* EXERCISE OBJECTIVE
From the records below, pull out every line that contains the word "detect" and copy each one unchanged.

* SUPPLIED MATERIAL
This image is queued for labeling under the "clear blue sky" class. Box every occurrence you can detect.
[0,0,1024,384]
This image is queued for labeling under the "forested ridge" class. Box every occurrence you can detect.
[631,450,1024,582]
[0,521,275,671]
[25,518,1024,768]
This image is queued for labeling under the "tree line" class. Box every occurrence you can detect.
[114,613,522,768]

* PROBLEM SOLUTION
This image is queued for labeling under the "clear blue sky" class. Box every occurrence you can detect.
This image is queued for labeling under the "forested ridge" class. Box every occurrence you can detect.
This image is queued for labeling under the "tree line" class. Box every occurrence you can detect.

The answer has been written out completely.